Locate each line of the listing below that contains the word "water", and copy all of those lines.

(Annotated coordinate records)
%%

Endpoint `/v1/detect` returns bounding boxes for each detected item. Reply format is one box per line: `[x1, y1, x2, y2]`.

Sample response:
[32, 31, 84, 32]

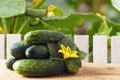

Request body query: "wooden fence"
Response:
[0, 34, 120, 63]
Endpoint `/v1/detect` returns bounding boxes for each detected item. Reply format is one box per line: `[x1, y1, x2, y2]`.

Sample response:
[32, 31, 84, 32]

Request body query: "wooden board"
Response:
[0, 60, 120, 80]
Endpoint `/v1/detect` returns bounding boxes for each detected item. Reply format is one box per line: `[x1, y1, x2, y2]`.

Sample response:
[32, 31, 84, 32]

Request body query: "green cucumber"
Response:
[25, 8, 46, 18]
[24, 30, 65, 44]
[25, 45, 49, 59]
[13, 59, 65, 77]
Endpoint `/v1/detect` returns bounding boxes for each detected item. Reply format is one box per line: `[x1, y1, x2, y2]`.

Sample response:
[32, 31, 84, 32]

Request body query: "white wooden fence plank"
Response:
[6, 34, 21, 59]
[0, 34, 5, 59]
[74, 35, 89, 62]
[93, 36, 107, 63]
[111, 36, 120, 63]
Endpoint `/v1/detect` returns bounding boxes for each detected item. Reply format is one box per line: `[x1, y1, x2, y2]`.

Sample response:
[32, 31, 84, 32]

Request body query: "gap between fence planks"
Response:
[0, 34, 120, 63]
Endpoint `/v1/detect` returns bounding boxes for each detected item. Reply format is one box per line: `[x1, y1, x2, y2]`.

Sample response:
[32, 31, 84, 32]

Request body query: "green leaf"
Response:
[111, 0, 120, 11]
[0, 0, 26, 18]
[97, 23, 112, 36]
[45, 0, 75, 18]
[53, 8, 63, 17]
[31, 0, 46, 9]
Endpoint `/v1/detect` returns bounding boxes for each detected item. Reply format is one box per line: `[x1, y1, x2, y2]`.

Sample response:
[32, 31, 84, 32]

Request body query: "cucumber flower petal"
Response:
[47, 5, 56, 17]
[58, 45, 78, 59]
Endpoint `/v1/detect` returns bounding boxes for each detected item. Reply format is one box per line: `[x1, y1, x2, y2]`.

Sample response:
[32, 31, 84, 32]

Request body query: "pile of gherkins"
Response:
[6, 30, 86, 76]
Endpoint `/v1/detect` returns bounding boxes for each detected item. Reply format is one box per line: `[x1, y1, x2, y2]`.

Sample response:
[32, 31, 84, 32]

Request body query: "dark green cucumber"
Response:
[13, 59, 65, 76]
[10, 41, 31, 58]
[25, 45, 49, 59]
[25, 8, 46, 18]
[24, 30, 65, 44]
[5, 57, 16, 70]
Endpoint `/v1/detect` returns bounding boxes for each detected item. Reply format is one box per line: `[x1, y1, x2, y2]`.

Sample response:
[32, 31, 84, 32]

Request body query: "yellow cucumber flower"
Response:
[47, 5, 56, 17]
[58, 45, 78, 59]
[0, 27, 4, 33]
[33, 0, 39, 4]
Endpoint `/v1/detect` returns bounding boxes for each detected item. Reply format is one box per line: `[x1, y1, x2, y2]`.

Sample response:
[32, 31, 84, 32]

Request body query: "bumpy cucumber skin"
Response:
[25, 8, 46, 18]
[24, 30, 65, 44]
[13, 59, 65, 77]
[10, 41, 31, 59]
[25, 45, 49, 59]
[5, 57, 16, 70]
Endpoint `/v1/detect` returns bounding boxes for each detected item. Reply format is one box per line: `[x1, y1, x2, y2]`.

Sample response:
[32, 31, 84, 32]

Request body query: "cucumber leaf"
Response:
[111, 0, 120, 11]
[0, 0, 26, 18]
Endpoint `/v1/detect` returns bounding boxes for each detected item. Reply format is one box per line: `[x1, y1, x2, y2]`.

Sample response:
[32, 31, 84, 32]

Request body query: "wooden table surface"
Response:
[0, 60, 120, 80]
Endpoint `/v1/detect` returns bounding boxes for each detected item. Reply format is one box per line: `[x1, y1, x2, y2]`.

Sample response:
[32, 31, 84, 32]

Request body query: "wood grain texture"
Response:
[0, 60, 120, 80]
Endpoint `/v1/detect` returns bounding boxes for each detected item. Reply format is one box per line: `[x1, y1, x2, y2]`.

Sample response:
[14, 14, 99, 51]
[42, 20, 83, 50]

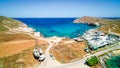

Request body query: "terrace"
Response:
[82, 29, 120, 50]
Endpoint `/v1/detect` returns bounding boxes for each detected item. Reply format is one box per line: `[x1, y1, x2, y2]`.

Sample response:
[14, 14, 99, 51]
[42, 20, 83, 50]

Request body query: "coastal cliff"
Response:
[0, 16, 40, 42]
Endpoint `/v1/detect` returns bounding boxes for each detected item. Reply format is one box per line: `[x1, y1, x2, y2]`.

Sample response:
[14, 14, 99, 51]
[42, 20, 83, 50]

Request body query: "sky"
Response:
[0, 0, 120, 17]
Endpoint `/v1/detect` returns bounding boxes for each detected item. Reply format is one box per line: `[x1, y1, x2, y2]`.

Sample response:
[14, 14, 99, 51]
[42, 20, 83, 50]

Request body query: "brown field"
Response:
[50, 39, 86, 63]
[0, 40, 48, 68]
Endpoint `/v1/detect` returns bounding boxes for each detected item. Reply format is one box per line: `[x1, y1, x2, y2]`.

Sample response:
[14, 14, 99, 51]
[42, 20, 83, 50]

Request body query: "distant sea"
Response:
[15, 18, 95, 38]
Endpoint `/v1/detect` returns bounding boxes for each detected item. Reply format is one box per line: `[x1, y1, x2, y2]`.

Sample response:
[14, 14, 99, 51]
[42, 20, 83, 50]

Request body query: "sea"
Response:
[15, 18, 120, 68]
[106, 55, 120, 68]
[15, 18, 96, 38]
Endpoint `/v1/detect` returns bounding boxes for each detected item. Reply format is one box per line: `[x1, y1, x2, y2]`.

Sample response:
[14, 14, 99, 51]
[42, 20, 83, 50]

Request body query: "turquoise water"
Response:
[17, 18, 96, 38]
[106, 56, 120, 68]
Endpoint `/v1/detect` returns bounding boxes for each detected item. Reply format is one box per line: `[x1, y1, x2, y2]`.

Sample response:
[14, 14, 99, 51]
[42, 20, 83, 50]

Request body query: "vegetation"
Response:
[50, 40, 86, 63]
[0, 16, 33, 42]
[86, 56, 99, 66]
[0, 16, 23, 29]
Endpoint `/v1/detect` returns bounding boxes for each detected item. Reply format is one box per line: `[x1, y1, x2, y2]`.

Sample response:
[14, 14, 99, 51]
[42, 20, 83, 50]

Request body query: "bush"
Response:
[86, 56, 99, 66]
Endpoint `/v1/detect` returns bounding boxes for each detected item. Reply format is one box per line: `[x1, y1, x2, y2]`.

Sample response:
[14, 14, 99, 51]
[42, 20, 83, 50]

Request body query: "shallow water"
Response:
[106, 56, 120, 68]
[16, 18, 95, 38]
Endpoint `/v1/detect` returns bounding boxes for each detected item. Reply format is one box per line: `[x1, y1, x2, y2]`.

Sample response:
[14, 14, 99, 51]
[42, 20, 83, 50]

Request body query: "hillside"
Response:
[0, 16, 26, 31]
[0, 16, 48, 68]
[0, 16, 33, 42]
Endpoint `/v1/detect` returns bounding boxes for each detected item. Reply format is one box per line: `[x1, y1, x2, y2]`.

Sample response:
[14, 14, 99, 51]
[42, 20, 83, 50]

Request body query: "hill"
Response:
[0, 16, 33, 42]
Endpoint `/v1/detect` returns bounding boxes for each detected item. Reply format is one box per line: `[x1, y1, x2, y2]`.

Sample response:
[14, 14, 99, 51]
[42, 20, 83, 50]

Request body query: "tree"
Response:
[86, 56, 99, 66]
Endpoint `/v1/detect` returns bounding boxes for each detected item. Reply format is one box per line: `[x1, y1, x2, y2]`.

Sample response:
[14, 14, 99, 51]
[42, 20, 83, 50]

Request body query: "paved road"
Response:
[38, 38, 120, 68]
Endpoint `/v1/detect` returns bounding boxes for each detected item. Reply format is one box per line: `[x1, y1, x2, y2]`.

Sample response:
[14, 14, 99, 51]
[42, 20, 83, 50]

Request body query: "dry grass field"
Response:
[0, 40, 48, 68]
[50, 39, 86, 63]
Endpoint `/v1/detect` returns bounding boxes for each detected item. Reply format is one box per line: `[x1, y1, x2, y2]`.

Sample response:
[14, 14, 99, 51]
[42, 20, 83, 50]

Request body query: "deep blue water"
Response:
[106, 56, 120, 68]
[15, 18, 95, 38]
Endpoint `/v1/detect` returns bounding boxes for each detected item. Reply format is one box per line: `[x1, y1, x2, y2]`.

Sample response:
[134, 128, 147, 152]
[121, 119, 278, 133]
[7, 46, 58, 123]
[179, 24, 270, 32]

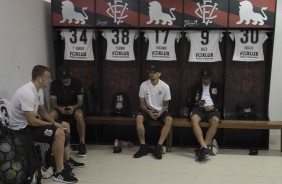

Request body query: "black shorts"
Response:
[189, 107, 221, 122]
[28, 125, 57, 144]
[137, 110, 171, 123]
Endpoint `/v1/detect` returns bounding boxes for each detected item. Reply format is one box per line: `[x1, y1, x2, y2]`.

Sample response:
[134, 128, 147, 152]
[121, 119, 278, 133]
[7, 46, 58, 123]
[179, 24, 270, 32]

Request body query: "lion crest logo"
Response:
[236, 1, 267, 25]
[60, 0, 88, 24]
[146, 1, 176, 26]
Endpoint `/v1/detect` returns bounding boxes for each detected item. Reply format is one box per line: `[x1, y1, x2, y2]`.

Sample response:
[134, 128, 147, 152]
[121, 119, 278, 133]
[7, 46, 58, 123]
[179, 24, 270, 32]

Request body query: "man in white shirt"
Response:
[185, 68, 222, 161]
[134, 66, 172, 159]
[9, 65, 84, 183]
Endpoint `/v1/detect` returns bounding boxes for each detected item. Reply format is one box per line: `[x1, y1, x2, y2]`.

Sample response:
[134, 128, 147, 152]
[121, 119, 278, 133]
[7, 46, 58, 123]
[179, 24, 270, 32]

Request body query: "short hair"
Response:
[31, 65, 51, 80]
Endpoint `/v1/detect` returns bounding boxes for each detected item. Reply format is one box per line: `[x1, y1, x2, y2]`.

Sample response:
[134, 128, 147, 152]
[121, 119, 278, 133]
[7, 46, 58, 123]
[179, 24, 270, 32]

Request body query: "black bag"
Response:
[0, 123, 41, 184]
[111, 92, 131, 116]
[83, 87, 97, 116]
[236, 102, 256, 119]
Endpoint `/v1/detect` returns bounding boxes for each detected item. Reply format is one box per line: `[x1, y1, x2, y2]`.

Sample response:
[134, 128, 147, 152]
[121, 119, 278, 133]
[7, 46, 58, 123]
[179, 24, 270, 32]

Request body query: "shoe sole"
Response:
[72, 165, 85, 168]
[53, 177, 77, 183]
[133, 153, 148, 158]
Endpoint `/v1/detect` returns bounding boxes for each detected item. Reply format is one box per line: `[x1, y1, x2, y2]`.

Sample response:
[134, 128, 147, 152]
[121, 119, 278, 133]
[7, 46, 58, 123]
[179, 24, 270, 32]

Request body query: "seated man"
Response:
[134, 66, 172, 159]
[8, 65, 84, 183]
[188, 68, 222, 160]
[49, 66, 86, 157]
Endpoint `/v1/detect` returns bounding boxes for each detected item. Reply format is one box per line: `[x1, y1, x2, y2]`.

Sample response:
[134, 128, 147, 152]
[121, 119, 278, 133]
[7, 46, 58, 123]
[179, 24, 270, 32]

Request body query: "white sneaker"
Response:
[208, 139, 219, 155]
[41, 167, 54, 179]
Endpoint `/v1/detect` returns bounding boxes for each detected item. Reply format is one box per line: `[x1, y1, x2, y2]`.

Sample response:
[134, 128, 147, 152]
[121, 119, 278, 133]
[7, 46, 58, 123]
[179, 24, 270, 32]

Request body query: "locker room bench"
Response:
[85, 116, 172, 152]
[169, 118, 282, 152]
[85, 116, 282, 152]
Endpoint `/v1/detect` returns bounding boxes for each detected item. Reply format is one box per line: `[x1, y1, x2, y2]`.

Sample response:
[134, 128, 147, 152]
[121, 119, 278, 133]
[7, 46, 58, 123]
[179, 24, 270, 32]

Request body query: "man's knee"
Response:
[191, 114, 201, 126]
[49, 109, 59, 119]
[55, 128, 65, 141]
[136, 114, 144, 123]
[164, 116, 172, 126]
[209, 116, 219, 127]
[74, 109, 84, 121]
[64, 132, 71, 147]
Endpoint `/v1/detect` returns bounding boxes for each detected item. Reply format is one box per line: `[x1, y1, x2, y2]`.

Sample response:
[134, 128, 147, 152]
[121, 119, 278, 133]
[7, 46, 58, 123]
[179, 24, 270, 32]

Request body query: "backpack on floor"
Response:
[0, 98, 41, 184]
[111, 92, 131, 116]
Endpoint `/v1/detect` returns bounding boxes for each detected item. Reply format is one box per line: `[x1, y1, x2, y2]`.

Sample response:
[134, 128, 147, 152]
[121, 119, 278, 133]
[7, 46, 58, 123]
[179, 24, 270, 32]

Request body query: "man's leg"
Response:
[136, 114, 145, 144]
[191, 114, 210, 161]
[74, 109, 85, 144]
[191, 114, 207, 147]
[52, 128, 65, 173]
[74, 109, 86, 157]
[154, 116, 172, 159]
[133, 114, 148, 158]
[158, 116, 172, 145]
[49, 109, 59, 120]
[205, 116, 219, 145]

%%

Problem solution:
Request body query: "turquoise water"
Request body query: "shallow water"
Request body query: "deep blue water"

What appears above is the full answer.